- **REQUIRED WORK**
Reproduce the following material verbatim, without any alteration.

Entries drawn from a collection
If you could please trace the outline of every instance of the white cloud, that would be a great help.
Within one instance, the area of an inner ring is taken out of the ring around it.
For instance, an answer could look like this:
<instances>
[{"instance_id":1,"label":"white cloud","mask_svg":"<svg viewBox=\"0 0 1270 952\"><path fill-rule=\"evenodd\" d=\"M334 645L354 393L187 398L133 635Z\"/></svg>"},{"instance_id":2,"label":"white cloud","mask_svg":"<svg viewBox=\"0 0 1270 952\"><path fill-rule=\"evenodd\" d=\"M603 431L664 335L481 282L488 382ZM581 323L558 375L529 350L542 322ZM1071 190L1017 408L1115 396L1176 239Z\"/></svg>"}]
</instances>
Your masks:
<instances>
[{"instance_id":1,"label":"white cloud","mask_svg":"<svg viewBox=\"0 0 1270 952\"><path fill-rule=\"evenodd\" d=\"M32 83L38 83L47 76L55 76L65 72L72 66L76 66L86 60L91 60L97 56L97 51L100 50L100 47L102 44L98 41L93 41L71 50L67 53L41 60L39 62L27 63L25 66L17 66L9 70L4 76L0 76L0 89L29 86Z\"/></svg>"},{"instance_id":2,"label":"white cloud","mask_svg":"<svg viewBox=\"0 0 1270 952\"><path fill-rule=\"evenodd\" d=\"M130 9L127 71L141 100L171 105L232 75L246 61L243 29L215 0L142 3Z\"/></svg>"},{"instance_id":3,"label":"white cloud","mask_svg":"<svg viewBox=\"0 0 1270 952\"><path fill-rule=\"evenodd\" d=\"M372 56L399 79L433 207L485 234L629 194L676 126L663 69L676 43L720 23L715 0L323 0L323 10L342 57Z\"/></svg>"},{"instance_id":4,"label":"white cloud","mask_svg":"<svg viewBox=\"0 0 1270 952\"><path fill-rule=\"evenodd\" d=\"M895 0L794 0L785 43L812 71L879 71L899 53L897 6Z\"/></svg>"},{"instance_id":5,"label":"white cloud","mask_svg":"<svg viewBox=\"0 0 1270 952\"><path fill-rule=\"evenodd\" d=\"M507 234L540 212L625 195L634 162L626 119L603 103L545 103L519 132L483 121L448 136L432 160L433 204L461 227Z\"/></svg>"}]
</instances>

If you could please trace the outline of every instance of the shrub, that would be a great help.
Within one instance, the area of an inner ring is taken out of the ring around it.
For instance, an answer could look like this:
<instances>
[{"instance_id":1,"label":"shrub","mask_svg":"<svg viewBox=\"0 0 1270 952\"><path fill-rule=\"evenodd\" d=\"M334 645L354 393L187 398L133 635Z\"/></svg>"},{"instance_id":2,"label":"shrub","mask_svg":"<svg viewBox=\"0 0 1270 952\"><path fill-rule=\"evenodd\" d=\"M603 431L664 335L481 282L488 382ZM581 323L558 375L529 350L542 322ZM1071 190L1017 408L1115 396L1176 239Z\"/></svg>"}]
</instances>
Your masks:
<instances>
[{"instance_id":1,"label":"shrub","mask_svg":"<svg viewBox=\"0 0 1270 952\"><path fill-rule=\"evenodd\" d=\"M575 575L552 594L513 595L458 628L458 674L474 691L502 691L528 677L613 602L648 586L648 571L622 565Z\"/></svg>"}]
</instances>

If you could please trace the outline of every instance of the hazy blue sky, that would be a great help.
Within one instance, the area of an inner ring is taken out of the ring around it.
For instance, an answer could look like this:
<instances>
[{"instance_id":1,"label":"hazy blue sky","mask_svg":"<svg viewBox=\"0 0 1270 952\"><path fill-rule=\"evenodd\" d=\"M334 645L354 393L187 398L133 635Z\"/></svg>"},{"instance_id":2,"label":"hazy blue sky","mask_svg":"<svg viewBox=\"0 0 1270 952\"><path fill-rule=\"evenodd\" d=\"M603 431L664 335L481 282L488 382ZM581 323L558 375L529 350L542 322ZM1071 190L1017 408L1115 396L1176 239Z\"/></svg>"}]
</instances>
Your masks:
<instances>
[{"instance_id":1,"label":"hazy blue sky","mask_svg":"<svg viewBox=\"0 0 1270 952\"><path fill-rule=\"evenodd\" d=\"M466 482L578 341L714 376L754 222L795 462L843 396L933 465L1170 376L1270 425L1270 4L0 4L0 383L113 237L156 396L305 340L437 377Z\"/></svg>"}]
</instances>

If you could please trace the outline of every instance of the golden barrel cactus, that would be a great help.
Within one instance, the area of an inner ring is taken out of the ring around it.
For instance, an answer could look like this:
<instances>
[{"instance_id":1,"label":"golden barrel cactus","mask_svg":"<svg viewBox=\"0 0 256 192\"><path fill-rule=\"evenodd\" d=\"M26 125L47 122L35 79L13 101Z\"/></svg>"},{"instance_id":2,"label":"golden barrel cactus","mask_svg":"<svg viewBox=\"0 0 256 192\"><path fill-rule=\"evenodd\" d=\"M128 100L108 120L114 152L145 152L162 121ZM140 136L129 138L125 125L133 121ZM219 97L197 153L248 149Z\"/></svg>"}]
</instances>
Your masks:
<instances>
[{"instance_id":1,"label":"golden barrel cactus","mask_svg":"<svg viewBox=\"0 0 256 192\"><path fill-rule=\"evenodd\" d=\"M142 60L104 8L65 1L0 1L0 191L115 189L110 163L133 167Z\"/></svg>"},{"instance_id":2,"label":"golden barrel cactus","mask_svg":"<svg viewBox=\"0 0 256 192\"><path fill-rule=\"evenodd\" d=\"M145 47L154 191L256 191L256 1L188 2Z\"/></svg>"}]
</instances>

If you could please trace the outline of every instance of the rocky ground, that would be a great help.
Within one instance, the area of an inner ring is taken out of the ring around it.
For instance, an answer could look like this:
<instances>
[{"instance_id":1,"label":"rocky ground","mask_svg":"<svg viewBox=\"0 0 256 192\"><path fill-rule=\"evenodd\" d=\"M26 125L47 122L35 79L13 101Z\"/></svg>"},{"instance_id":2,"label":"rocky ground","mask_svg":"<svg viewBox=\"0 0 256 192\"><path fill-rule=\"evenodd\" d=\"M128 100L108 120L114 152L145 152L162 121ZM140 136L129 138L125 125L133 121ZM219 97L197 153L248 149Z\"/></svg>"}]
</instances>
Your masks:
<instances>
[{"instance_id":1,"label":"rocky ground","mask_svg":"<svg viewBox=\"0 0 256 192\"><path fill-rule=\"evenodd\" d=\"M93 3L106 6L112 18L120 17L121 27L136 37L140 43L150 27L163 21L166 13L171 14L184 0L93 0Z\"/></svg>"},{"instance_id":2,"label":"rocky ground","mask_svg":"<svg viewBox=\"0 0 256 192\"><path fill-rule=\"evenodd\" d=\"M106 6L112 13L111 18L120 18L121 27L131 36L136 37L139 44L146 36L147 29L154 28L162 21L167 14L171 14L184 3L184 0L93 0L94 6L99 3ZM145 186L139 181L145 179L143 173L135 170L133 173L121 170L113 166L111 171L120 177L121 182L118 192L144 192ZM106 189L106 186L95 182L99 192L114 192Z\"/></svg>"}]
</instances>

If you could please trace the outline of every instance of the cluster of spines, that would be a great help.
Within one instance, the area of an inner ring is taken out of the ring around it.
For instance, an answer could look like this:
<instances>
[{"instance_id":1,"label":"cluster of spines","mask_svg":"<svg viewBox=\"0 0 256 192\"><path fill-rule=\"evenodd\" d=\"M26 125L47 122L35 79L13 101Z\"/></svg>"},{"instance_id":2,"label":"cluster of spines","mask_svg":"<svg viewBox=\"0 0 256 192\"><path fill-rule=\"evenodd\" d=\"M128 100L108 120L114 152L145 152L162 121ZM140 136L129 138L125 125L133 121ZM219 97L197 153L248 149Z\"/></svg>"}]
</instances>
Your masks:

- **EXPECTED ANSWER**
If you could please trace the outline of every instance of the white cloud, that would be a great help.
Within one instance, the area of an inner ring is taken out of the ring around it.
For instance, an answer could look like this:
<instances>
[{"instance_id":1,"label":"white cloud","mask_svg":"<svg viewBox=\"0 0 1270 952\"><path fill-rule=\"evenodd\" d=\"M334 645L354 393L187 398L133 635Z\"/></svg>"},{"instance_id":2,"label":"white cloud","mask_svg":"<svg viewBox=\"0 0 1270 952\"><path fill-rule=\"evenodd\" d=\"M603 431L664 335L481 282L488 382ZM581 323L558 375L529 350L542 322ZM1071 190L1017 408L1115 396L1176 239Z\"/></svg>"}]
</instances>
Your masks:
<instances>
[{"instance_id":1,"label":"white cloud","mask_svg":"<svg viewBox=\"0 0 1270 952\"><path fill-rule=\"evenodd\" d=\"M32 83L38 83L47 76L55 76L65 72L72 66L76 66L86 60L91 60L97 56L97 51L100 50L100 47L102 44L98 41L93 41L71 50L67 53L41 60L39 62L27 63L25 66L17 66L9 70L4 76L0 76L0 89L29 86Z\"/></svg>"},{"instance_id":2,"label":"white cloud","mask_svg":"<svg viewBox=\"0 0 1270 952\"><path fill-rule=\"evenodd\" d=\"M130 9L127 71L141 100L171 105L232 75L246 61L243 29L215 0L142 3Z\"/></svg>"},{"instance_id":3,"label":"white cloud","mask_svg":"<svg viewBox=\"0 0 1270 952\"><path fill-rule=\"evenodd\" d=\"M372 56L399 79L433 207L485 234L629 194L676 126L663 69L676 43L720 23L715 0L323 0L323 10L342 57Z\"/></svg>"},{"instance_id":4,"label":"white cloud","mask_svg":"<svg viewBox=\"0 0 1270 952\"><path fill-rule=\"evenodd\" d=\"M895 0L794 0L785 43L812 71L879 71L899 53L897 6Z\"/></svg>"},{"instance_id":5,"label":"white cloud","mask_svg":"<svg viewBox=\"0 0 1270 952\"><path fill-rule=\"evenodd\" d=\"M507 234L540 212L625 195L634 162L626 119L603 103L545 103L519 132L483 121L448 136L432 160L433 204L461 227Z\"/></svg>"}]
</instances>

If you could please trace the outline of every instance of the shrub, that would be a great help.
Within one instance, the area of an inner ring is taken out of the ring around it.
For instance, an answer could look like this:
<instances>
[{"instance_id":1,"label":"shrub","mask_svg":"<svg viewBox=\"0 0 1270 952\"><path fill-rule=\"evenodd\" d=\"M334 645L354 393L187 398L133 635Z\"/></svg>"},{"instance_id":2,"label":"shrub","mask_svg":"<svg viewBox=\"0 0 1270 952\"><path fill-rule=\"evenodd\" d=\"M603 431L664 335L481 282L488 382ZM581 323L558 375L529 350L542 322ZM1071 190L1017 408L1115 396L1176 239Z\"/></svg>"}]
</instances>
Your masks:
<instances>
[{"instance_id":1,"label":"shrub","mask_svg":"<svg viewBox=\"0 0 1270 952\"><path fill-rule=\"evenodd\" d=\"M575 575L552 594L513 595L458 628L458 674L474 691L502 691L528 677L613 602L648 586L648 571L622 565Z\"/></svg>"}]
</instances>

If you could please trace the outline of every instance of the hazy blue sky, that would be a great help.
Within one instance, the area of an inner ring is taken out of the ring around it.
For instance, an answer could look like this:
<instances>
[{"instance_id":1,"label":"hazy blue sky","mask_svg":"<svg viewBox=\"0 0 1270 952\"><path fill-rule=\"evenodd\" d=\"M334 645L354 393L187 398L133 635Z\"/></svg>"},{"instance_id":2,"label":"hazy blue sky","mask_svg":"<svg viewBox=\"0 0 1270 952\"><path fill-rule=\"evenodd\" d=\"M603 431L664 335L481 282L488 382ZM581 323L558 375L529 350L542 322ZM1071 190L1017 408L1115 396L1176 239Z\"/></svg>"}]
</instances>
Your masks:
<instances>
[{"instance_id":1,"label":"hazy blue sky","mask_svg":"<svg viewBox=\"0 0 1270 952\"><path fill-rule=\"evenodd\" d=\"M466 482L578 341L714 376L754 222L795 462L843 396L933 465L1170 376L1270 425L1270 4L0 4L0 383L113 237L156 396L305 340L437 377Z\"/></svg>"}]
</instances>

If you could please trace the outline of every instance of the golden barrel cactus, that would be a great help.
Within one instance, the area of an inner ring is taken out of the ring around it.
For instance, an answer could look like this:
<instances>
[{"instance_id":1,"label":"golden barrel cactus","mask_svg":"<svg viewBox=\"0 0 256 192\"><path fill-rule=\"evenodd\" d=\"M26 125L47 122L35 79L13 101Z\"/></svg>"},{"instance_id":2,"label":"golden barrel cactus","mask_svg":"<svg viewBox=\"0 0 256 192\"><path fill-rule=\"evenodd\" d=\"M128 100L108 120L114 152L145 152L162 121ZM140 136L129 138L125 125L133 121ZM219 97L197 153L248 149Z\"/></svg>"}]
</instances>
Your masks:
<instances>
[{"instance_id":1,"label":"golden barrel cactus","mask_svg":"<svg viewBox=\"0 0 256 192\"><path fill-rule=\"evenodd\" d=\"M142 60L104 8L65 1L0 1L0 191L115 189L110 163L133 167Z\"/></svg>"},{"instance_id":2,"label":"golden barrel cactus","mask_svg":"<svg viewBox=\"0 0 256 192\"><path fill-rule=\"evenodd\" d=\"M145 47L154 191L256 191L256 1L188 2Z\"/></svg>"}]
</instances>

If you could please trace the outline of every instance of the rocky ground, that would be a great help.
Within one instance, the area of an inner ring is taken out of the ring around it.
For instance, an answer could look like this:
<instances>
[{"instance_id":1,"label":"rocky ground","mask_svg":"<svg viewBox=\"0 0 256 192\"><path fill-rule=\"evenodd\" d=\"M26 125L47 122L35 79L13 101Z\"/></svg>"},{"instance_id":2,"label":"rocky ground","mask_svg":"<svg viewBox=\"0 0 256 192\"><path fill-rule=\"evenodd\" d=\"M128 100L108 120L114 152L145 152L162 121ZM140 136L129 138L125 125L133 121ZM219 97L197 153L248 149Z\"/></svg>"}]
</instances>
Your masks:
<instances>
[{"instance_id":1,"label":"rocky ground","mask_svg":"<svg viewBox=\"0 0 256 192\"><path fill-rule=\"evenodd\" d=\"M93 3L106 6L112 18L120 17L121 27L136 37L140 43L150 27L163 21L166 13L171 14L184 0L93 0Z\"/></svg>"},{"instance_id":2,"label":"rocky ground","mask_svg":"<svg viewBox=\"0 0 256 192\"><path fill-rule=\"evenodd\" d=\"M106 6L112 13L111 18L120 18L121 27L131 36L136 37L139 44L146 36L147 29L154 28L162 21L167 14L171 14L184 3L184 0L93 0L94 6L99 3ZM145 186L139 181L145 179L143 173L135 170L133 173L121 170L113 166L111 171L120 177L121 182L118 192L144 192ZM106 189L106 186L95 182L99 192L114 192Z\"/></svg>"}]
</instances>

If you could please trace the outline of every instance of the cluster of spines, that would be a great help.
Within one instance, the area of an inner ring is taken out of the ring around it.
For instance, an answer could look like this:
<instances>
[{"instance_id":1,"label":"cluster of spines","mask_svg":"<svg viewBox=\"0 0 256 192\"><path fill-rule=\"evenodd\" d=\"M26 125L47 122L35 79L13 101Z\"/></svg>"},{"instance_id":2,"label":"cluster of spines","mask_svg":"<svg viewBox=\"0 0 256 192\"><path fill-rule=\"evenodd\" d=\"M128 100L108 120L114 152L145 152L162 121ZM140 136L129 138L125 125L133 121ZM219 97L197 153L248 149Z\"/></svg>"}]
</instances>
Your masks:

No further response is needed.